** start **
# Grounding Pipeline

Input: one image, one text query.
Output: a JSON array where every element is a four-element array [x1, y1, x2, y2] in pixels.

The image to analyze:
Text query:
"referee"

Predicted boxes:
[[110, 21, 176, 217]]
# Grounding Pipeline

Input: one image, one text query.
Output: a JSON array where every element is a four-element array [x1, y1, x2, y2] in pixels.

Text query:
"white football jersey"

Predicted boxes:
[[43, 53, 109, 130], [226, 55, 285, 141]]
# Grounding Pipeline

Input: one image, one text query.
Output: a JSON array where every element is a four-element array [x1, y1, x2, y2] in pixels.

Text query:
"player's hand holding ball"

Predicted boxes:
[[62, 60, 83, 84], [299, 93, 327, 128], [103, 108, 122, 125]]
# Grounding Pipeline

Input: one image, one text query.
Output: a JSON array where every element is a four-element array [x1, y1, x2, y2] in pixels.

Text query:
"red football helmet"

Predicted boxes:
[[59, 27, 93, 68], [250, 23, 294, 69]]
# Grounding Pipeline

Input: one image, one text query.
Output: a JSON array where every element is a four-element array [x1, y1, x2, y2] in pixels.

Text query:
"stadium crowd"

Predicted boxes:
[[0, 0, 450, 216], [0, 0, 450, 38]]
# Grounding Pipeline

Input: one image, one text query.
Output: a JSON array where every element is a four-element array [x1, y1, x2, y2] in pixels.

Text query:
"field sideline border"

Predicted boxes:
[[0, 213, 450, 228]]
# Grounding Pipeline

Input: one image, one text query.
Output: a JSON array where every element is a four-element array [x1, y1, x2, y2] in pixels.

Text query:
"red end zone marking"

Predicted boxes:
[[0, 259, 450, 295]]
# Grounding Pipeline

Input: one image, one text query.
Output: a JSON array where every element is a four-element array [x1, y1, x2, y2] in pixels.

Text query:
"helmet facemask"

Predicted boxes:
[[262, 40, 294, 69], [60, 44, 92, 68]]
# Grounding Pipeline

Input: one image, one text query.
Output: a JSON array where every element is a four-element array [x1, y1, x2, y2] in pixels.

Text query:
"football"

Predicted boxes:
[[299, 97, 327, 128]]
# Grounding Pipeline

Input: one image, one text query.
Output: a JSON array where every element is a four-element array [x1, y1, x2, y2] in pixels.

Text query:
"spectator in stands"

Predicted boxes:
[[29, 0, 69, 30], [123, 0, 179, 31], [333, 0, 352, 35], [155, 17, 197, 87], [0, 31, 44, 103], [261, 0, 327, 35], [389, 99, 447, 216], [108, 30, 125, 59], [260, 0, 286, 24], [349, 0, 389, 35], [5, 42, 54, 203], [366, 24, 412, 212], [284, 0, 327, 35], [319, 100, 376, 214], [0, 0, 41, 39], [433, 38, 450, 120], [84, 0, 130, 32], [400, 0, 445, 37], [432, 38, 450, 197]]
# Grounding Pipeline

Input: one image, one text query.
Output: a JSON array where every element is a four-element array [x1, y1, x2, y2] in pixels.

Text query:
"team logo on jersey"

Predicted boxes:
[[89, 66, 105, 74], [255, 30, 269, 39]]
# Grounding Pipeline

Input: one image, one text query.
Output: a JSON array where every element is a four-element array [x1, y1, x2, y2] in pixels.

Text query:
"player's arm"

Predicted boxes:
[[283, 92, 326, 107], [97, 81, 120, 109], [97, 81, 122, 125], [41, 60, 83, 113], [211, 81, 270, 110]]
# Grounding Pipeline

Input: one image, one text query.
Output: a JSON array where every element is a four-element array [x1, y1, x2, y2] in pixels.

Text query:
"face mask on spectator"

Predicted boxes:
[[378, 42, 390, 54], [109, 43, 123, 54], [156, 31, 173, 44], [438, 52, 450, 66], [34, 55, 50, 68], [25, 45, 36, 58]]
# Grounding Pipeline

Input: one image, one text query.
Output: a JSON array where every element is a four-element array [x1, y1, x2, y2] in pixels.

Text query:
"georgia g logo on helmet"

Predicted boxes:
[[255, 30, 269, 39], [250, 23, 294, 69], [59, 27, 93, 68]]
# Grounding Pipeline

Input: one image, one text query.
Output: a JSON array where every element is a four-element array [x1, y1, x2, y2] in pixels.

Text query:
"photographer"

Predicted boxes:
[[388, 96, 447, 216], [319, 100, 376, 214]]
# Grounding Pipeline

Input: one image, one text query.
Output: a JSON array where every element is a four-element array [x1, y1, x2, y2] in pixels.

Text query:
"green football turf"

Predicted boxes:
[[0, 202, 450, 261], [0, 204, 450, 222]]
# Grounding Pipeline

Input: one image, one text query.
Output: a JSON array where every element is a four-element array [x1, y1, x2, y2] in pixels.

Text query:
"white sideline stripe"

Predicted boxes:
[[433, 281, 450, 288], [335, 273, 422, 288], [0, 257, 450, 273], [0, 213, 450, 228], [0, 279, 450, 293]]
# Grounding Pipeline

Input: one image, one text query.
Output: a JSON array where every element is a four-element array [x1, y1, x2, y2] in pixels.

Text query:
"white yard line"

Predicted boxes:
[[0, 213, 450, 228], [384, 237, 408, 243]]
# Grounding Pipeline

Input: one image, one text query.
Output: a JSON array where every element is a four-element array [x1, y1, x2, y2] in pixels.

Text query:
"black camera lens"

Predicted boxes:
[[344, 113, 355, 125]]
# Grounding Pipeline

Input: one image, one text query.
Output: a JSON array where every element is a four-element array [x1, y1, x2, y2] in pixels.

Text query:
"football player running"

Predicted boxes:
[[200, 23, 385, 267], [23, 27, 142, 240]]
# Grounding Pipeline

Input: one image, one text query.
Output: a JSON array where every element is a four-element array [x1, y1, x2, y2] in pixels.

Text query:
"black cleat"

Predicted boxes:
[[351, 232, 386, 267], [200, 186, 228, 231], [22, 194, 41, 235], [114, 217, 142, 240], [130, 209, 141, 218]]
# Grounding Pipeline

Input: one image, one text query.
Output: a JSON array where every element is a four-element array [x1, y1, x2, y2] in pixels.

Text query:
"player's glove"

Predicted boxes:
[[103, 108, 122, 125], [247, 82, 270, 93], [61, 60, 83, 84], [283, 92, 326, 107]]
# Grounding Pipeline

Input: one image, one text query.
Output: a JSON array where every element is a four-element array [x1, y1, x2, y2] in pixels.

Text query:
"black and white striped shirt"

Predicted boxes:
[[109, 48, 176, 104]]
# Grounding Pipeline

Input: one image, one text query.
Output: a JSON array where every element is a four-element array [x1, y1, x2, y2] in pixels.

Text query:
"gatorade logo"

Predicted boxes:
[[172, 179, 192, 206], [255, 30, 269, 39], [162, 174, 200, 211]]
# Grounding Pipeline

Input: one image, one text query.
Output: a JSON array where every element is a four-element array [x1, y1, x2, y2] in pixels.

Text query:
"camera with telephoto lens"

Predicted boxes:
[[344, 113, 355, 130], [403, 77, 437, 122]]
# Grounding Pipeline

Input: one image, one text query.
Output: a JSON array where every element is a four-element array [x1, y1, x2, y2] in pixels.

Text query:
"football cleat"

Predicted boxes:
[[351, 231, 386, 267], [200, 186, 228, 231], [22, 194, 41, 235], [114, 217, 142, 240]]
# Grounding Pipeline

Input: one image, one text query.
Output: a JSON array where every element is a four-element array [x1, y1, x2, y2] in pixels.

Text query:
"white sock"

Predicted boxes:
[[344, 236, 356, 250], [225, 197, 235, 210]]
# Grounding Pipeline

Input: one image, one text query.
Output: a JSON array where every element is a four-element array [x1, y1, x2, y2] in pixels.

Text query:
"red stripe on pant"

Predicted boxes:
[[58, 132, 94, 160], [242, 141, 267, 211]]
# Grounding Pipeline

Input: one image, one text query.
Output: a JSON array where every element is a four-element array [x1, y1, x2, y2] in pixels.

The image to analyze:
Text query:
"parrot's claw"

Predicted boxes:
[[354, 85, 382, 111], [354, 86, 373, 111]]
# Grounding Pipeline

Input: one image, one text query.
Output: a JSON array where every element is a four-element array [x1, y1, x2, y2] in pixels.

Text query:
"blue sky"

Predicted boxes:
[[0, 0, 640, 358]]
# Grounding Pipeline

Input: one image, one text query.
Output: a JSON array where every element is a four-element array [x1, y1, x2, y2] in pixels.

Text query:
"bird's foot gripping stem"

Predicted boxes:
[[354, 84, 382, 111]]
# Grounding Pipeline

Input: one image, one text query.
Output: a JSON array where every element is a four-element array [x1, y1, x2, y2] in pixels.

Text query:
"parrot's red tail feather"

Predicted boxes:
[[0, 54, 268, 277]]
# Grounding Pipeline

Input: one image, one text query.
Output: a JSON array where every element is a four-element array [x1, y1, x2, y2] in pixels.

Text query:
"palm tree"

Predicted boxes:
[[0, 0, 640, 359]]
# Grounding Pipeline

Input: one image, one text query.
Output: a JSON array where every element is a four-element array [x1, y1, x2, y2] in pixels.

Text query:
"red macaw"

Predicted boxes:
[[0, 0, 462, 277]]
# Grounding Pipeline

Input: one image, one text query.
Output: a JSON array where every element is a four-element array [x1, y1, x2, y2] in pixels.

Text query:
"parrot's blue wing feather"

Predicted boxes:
** end **
** start **
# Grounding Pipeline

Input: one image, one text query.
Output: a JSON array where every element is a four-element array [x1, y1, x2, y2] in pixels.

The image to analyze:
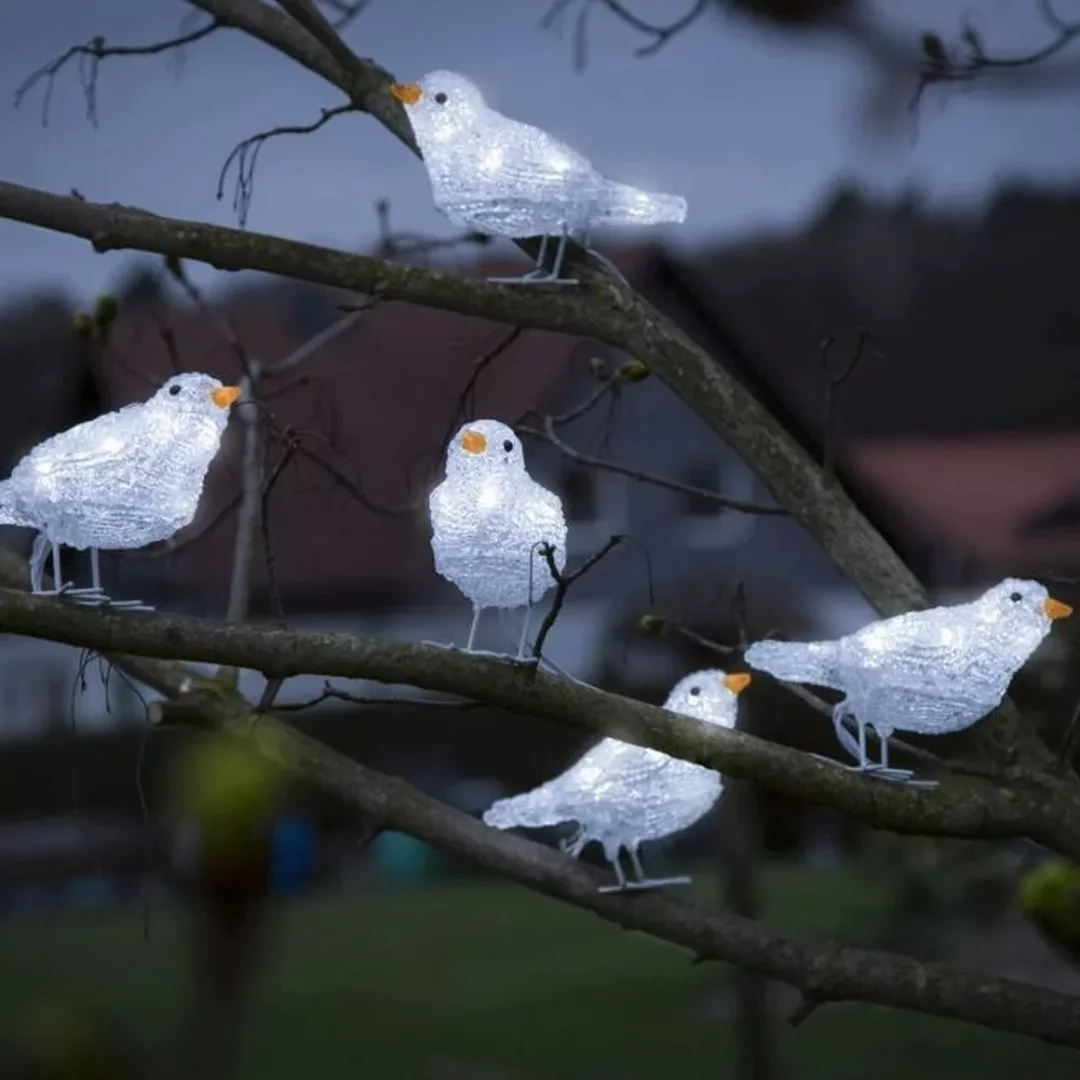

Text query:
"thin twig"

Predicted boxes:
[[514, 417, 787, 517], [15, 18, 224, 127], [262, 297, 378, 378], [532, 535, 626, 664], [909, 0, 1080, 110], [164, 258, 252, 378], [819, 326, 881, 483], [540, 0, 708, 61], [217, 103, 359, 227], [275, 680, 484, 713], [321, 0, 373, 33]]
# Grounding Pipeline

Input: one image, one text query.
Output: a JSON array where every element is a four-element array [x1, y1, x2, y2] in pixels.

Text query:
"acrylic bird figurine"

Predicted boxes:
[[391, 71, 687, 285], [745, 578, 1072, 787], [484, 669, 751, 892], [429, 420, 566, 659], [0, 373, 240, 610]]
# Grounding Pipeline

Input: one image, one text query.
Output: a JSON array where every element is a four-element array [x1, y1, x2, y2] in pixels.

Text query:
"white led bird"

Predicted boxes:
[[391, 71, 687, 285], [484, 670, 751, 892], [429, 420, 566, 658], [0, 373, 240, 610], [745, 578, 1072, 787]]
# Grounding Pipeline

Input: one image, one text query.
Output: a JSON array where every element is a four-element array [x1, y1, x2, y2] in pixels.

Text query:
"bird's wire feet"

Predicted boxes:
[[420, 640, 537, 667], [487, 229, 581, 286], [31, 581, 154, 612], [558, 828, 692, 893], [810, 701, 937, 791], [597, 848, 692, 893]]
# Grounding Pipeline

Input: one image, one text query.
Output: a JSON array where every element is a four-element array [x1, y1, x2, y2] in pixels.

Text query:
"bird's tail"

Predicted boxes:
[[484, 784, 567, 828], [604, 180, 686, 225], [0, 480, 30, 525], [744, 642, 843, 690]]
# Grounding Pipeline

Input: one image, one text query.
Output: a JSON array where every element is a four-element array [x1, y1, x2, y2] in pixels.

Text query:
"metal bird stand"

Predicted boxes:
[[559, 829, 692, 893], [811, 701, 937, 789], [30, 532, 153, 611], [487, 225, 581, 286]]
** end **
** start **
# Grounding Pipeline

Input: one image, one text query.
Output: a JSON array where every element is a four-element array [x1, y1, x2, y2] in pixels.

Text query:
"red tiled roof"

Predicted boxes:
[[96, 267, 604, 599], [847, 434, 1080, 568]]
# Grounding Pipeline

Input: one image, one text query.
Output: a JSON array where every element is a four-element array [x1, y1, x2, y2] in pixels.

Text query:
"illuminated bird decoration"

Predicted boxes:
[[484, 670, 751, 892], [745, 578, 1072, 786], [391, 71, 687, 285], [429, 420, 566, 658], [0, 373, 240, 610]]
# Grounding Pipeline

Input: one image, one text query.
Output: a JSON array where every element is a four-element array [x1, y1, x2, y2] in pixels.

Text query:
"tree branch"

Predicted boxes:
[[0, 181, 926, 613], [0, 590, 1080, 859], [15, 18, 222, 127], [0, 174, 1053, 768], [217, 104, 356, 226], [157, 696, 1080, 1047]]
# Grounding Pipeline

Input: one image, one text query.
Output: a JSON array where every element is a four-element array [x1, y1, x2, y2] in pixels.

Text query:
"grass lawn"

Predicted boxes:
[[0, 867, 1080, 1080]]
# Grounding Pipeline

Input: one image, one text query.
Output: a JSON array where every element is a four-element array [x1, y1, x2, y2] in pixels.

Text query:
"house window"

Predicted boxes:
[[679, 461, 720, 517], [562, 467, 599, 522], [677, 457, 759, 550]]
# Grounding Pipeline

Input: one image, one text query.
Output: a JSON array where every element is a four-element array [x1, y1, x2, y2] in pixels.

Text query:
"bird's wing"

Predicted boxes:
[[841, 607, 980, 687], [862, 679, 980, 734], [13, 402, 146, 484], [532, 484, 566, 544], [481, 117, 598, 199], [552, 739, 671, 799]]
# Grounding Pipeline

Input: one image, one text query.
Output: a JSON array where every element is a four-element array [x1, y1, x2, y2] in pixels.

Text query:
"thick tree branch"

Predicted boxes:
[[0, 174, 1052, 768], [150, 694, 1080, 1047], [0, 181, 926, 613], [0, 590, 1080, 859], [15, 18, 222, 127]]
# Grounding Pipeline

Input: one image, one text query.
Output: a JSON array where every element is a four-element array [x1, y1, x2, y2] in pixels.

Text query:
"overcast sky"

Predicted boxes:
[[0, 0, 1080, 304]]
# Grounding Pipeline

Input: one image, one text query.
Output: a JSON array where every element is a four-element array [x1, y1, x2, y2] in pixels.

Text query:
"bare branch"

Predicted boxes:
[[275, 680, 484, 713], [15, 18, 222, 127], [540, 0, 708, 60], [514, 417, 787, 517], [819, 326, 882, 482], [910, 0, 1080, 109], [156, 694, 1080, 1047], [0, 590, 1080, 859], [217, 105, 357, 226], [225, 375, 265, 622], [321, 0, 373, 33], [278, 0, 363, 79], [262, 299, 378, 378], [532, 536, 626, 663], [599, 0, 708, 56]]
** end **
## YOUR INSTRUCTIONS
Find each line in the data above that contains the word "white" and copy those lines.

## THE ANSWER
"white football jersey"
"white sideline stripe"
"white yard line"
"black and white striped shirt"
"white sock"
"white led bird"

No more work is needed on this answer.